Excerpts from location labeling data
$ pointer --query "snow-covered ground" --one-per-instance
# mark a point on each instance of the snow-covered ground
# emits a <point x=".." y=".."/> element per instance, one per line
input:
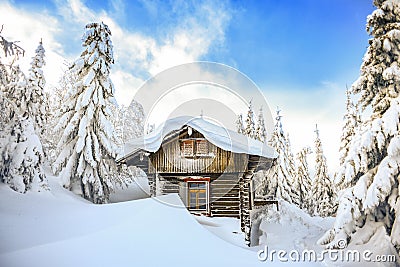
<point x="58" y="228"/>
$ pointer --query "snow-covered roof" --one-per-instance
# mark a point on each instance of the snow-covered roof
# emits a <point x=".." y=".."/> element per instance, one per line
<point x="219" y="136"/>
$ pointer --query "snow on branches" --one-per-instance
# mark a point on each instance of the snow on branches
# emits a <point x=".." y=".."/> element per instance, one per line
<point x="371" y="169"/>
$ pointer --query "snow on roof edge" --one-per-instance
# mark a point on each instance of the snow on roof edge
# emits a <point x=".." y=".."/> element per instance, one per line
<point x="218" y="135"/>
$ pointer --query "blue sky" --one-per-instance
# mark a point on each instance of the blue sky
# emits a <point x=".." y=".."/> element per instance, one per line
<point x="301" y="53"/>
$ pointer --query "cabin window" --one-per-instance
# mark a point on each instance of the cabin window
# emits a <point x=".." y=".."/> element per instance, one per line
<point x="195" y="148"/>
<point x="197" y="195"/>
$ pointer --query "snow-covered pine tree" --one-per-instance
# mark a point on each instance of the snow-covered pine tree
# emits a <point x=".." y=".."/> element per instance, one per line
<point x="35" y="97"/>
<point x="290" y="158"/>
<point x="322" y="192"/>
<point x="302" y="181"/>
<point x="22" y="157"/>
<point x="52" y="134"/>
<point x="20" y="148"/>
<point x="277" y="181"/>
<point x="87" y="149"/>
<point x="351" y="121"/>
<point x="261" y="132"/>
<point x="250" y="129"/>
<point x="239" y="124"/>
<point x="371" y="203"/>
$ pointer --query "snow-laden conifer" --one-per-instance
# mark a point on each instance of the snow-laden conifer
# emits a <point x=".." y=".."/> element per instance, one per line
<point x="36" y="103"/>
<point x="261" y="132"/>
<point x="322" y="190"/>
<point x="278" y="180"/>
<point x="250" y="129"/>
<point x="302" y="179"/>
<point x="371" y="169"/>
<point x="239" y="124"/>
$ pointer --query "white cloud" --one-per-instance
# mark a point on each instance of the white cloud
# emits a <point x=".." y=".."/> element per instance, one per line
<point x="137" y="56"/>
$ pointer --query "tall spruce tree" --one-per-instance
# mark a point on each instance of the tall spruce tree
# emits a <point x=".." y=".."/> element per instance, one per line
<point x="20" y="148"/>
<point x="351" y="122"/>
<point x="239" y="124"/>
<point x="371" y="203"/>
<point x="87" y="144"/>
<point x="302" y="180"/>
<point x="250" y="129"/>
<point x="261" y="132"/>
<point x="278" y="180"/>
<point x="35" y="96"/>
<point x="322" y="191"/>
<point x="22" y="157"/>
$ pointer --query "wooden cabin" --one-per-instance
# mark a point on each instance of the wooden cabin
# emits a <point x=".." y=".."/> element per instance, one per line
<point x="209" y="167"/>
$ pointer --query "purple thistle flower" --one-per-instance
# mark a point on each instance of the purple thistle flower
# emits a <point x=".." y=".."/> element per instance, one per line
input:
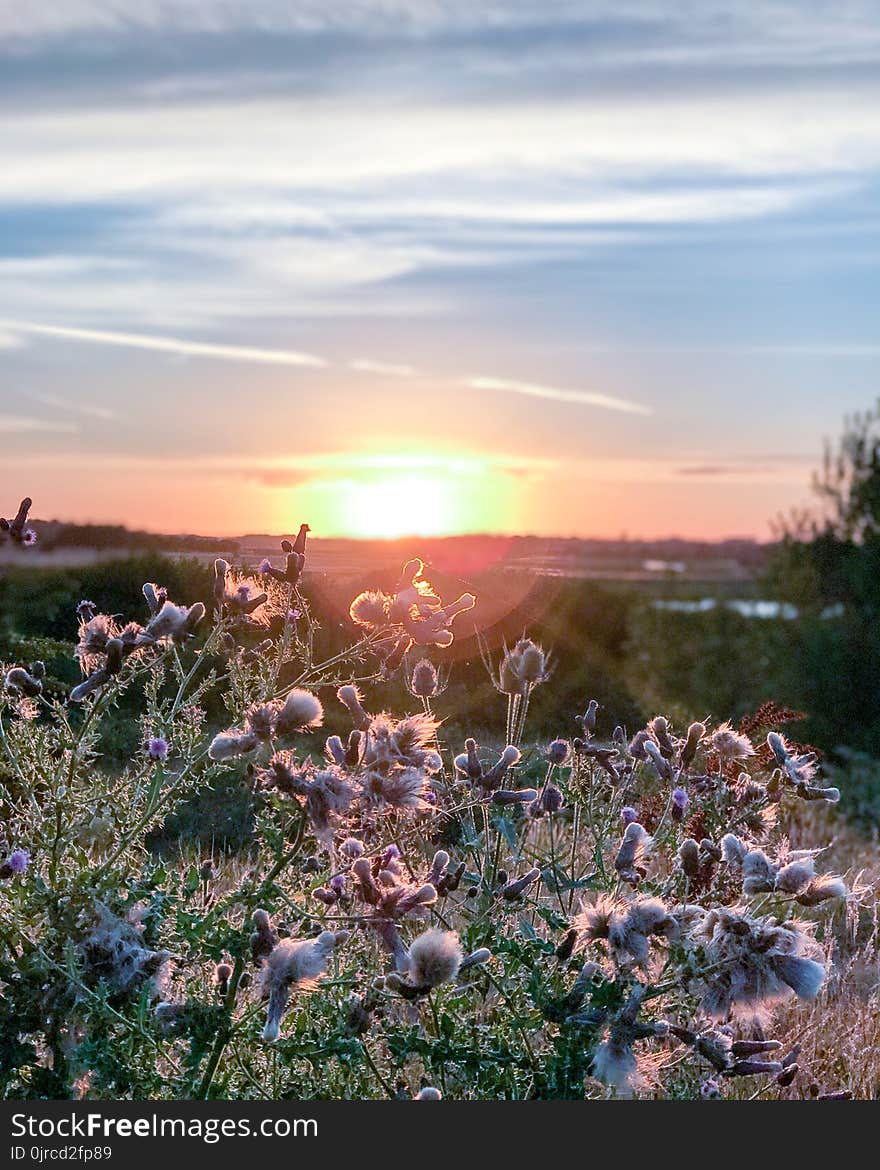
<point x="558" y="751"/>
<point x="680" y="800"/>
<point x="19" y="861"/>
<point x="157" y="748"/>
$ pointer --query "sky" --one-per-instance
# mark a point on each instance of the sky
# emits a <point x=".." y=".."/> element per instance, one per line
<point x="433" y="266"/>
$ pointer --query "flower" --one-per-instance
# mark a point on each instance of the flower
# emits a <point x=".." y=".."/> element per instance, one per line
<point x="434" y="958"/>
<point x="680" y="800"/>
<point x="157" y="748"/>
<point x="754" y="962"/>
<point x="558" y="751"/>
<point x="18" y="861"/>
<point x="293" y="964"/>
<point x="729" y="744"/>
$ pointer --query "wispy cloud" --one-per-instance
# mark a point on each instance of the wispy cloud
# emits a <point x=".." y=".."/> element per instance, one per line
<point x="170" y="344"/>
<point x="582" y="397"/>
<point x="88" y="410"/>
<point x="21" y="424"/>
<point x="390" y="369"/>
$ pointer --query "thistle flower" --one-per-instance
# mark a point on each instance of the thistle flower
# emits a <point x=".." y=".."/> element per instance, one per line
<point x="557" y="752"/>
<point x="658" y="759"/>
<point x="157" y="749"/>
<point x="755" y="962"/>
<point x="15" y="865"/>
<point x="371" y="610"/>
<point x="659" y="728"/>
<point x="174" y="623"/>
<point x="679" y="803"/>
<point x="588" y="720"/>
<point x="352" y="700"/>
<point x="688" y="749"/>
<point x="517" y="887"/>
<point x="18" y="529"/>
<point x="425" y="682"/>
<point x="229" y="744"/>
<point x="291" y="965"/>
<point x="28" y="683"/>
<point x="729" y="744"/>
<point x="300" y="711"/>
<point x="111" y="951"/>
<point x="295" y="562"/>
<point x="633" y="852"/>
<point x="434" y="958"/>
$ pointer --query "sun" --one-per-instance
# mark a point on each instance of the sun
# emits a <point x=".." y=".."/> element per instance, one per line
<point x="403" y="506"/>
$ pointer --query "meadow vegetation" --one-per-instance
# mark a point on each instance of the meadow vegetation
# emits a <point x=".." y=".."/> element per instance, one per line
<point x="258" y="848"/>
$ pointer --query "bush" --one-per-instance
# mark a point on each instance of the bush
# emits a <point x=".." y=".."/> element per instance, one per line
<point x="385" y="909"/>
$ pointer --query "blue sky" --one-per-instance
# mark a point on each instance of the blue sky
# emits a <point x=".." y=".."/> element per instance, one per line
<point x="578" y="268"/>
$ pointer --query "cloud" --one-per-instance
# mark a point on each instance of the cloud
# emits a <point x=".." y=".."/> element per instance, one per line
<point x="170" y="345"/>
<point x="88" y="410"/>
<point x="391" y="369"/>
<point x="581" y="397"/>
<point x="20" y="424"/>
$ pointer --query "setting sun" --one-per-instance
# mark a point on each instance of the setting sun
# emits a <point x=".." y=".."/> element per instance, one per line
<point x="403" y="506"/>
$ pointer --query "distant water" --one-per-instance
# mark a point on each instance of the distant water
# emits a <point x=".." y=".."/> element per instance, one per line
<point x="748" y="608"/>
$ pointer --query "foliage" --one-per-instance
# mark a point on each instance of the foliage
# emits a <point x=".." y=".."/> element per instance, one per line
<point x="603" y="915"/>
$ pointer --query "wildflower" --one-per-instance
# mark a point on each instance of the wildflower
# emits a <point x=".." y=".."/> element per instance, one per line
<point x="679" y="803"/>
<point x="222" y="974"/>
<point x="157" y="749"/>
<point x="291" y="964"/>
<point x="549" y="800"/>
<point x="263" y="938"/>
<point x="688" y="750"/>
<point x="522" y="668"/>
<point x="637" y="745"/>
<point x="18" y="529"/>
<point x="352" y="700"/>
<point x="229" y="744"/>
<point x="659" y="728"/>
<point x="588" y="720"/>
<point x="295" y="562"/>
<point x="755" y="961"/>
<point x="633" y="852"/>
<point x="729" y="744"/>
<point x="425" y="682"/>
<point x="300" y="711"/>
<point x="28" y="683"/>
<point x="15" y="865"/>
<point x="557" y="752"/>
<point x="733" y="850"/>
<point x="174" y="623"/>
<point x="658" y="759"/>
<point x="371" y="610"/>
<point x="112" y="951"/>
<point x="517" y="887"/>
<point x="434" y="958"/>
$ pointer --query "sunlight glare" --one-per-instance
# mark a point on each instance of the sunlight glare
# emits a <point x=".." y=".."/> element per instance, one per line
<point x="403" y="506"/>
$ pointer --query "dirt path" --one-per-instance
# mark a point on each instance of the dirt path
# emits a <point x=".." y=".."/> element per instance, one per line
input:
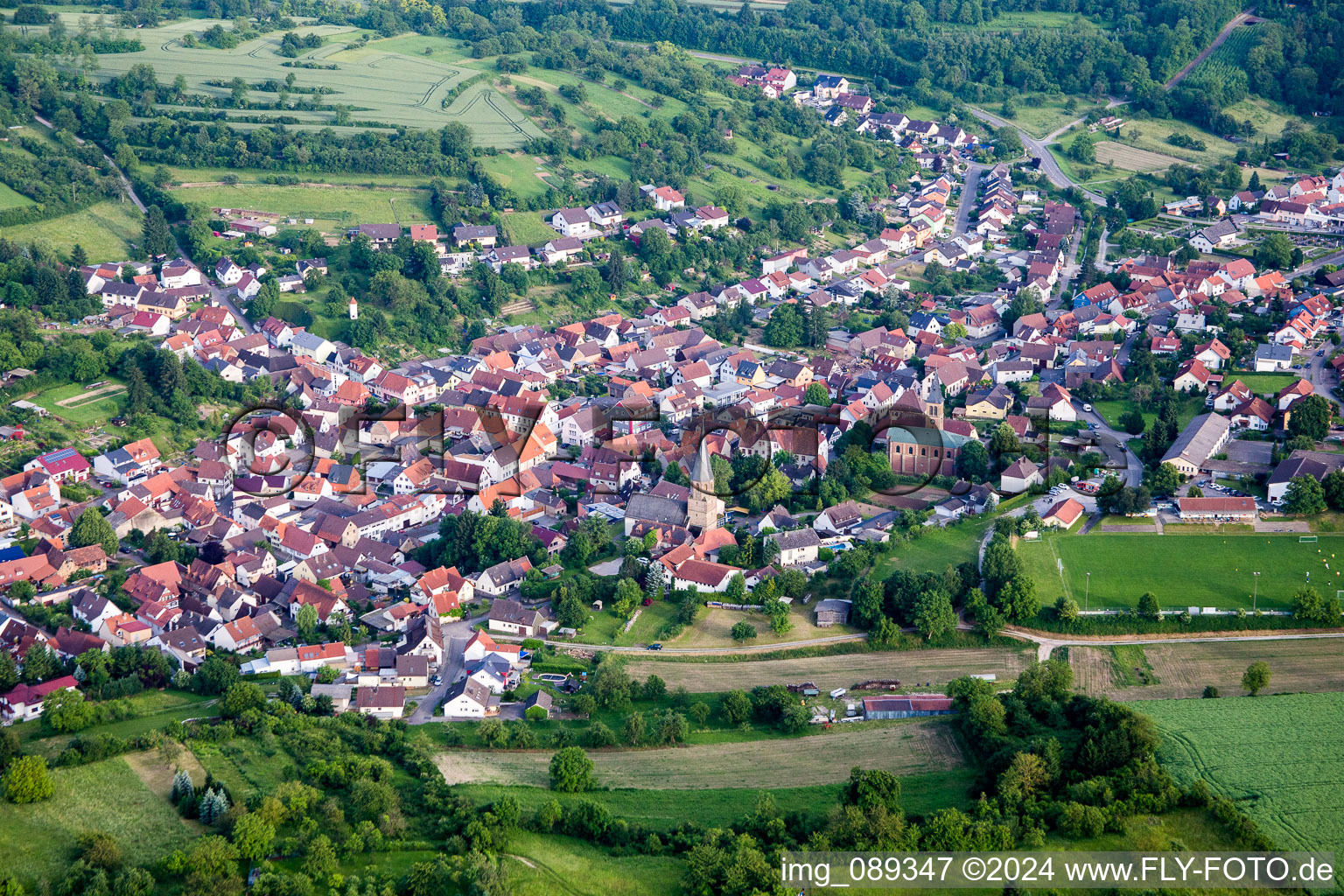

Exercise objective
Pull out every line of the records that contains the string "tree", treating uppercase and lowercase as different.

Reply
$ pointer --query "snow-covered pine tree" --one-per-instance
# mark a point on each instance of the snow-covered pine tree
$ pointer --query "tall spruce tree" --one-per-instance
# mark a point on each instance of the tall spruce tree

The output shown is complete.